Start of Document segment

Pt. Nikhil Banerjee was scheduled to play Shyam Kalyan at a programme, the announcements had been made, but he was yet to fix the strings. The string was to go along the bridge could not be fixed. This was because his eyesight had deteriorated so much and he had just recovered from his stroke. I can vaguely remember the date to be possibly 1981. We were sauntering around, but were not allowed inside. Rabindra Sadan has two greenrooms; one of them is visible from the Car Park but only if the windows are open.
On a previous occasion, Ravi Shankarji had almost taken a class before a programme, flanked by Anindo Chatterjee on one side and Dipak Chowdhury on the other. We were privy to everything from what he would play to how he would come on to the stage, thanks to Rabin pal, Ravi Shankarji’s organizer. He had kept a window open just a little bit and had told Partha Majumdar, a friend of ours, ‘Stand here and you’ll get to hear everything.’ Partha had taken me there. We two had stood there and seen a lot of how he demonstrated the Taalas.
On this occasion, we had used a similar opening to stand outside pt. Nikhil Banerjee’s greenroom. Ravishankarji was more conscious about these things, Pt. Nikhil Banerjee more oblivious. So through the open window I could see him having difficulties in fixing the string. Anindo Chatterjee asked him, “Kakababu (he used to call him that), can I have a look at that?” He said, “ No, not at all. I will do it my own.” Hiren Roy’s son, Amit Roy, or Bachchu as he was called, tried to lend a helping hand, but was allowed very little. He fixed the string till making the last kink at the end, allowing him only to fix the last gauge of the string with the left hand tuning pegs. Then he told Amit, referring to Hiren Roy, “Your father has not done the Jawari well this time.” which had been done the previous day.
Nikhilbabu preferred a jawari that was neither too open nor too closed, something in between. This produced an outstanding sound, and when he performed Taans, there was a singular sound and you could hear just what was being played. I’ll take no names, but there are many taanbaaz Sitarists, who perform Taans at a blazing speed, at 8-times, sixteen-times or twenty-times even, but then the other strings start to respond and there is too much noise. This I had never heard from Pt. Nikhil Banerjee.
After the 80s, he became a bit slow, owing to ill health, but came to terms with that. He had mentioned this to some persons somewhere, while praising Ustad Vilayat Khan Sahab, of whom he was a great admirer. While listening to a Taan by Ustad Vilayat Khan Sahab, he lamented, “ Ah, I could have done such taans at a time, but my health has stopped me. I cannot perform them anymore. He had acquiesced not to perform taans beyond a certain Laya himself.
But the greatest thing about him was the sense inherent in his head. He used to travel alone, without any accompanist. I have heard it from people who used to plan his programmes abroad, from many other people including Tejen, that he was scheduled to play, say, at two programmes in Amsterdam with Zakir Hussain, one at London with Swapan Chaudhuri five at sundry locations with Anindo Chatterjee. But they were not travelling together, he travelled alone, and this with a high optical power, resulting from myopia and the surgery on the eye which was affected by the second or third stroke. I do not know how he did it, but he did so religiously.

End of Document segment

Transcribe the passage of the account of Pt. Nikhil Banerjee between "After the 80s, he" and "certain Laya himself.", inclusive.

Start of Given records

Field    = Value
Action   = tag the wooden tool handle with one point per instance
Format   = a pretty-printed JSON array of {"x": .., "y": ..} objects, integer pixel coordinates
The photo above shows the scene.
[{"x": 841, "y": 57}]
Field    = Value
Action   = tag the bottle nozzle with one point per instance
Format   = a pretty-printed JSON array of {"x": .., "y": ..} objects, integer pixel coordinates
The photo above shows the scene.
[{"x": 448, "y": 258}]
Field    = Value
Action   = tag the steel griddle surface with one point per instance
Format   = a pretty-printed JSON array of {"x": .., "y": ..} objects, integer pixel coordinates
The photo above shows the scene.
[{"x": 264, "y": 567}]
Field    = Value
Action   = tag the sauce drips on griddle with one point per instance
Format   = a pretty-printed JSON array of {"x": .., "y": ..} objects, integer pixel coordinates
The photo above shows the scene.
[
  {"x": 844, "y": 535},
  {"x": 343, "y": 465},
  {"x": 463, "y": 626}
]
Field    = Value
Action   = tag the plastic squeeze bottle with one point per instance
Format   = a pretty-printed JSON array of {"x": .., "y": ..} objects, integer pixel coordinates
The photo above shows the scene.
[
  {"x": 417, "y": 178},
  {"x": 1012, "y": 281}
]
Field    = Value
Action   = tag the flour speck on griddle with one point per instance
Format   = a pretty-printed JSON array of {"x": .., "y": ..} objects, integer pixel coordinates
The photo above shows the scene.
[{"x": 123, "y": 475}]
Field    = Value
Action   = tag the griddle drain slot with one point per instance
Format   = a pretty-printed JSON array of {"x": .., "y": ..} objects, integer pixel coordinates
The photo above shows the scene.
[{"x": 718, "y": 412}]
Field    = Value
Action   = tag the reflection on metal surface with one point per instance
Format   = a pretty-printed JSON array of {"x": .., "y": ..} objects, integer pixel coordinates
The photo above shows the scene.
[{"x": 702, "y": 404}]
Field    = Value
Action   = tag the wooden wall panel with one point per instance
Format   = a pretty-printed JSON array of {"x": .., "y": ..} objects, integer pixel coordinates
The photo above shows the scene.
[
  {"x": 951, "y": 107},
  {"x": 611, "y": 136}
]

End of Given records
Start of Given records

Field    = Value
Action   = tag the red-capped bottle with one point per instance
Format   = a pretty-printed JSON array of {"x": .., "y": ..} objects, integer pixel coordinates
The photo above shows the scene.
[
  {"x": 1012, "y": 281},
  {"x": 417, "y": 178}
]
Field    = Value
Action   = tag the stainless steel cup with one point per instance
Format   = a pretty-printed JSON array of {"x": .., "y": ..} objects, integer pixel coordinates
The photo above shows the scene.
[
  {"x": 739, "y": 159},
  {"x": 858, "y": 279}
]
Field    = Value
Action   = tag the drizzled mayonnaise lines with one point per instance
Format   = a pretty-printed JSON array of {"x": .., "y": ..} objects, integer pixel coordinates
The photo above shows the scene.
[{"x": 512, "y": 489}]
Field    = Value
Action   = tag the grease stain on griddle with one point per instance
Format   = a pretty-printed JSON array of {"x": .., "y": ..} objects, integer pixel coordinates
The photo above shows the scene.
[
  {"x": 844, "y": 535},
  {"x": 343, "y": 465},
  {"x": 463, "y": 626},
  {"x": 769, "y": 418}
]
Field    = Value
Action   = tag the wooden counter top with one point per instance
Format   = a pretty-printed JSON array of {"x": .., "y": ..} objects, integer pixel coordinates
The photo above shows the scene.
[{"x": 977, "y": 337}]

End of Given records

Result -
After the 80s, he became a bit slow, owing to ill health, but came to terms with that. He had mentioned this to some persons somewhere, while praising Ustad Vilayat Khan Sahab, of whom he was a great admirer. While listening to a Taan by Ustad Vilayat Khan Sahab, he lamented, “ Ah, I could have done such taans at a time, but my health has stopped me. I cannot perform them anymore. He had acquiesced not to perform taans beyond a certain Laya himself.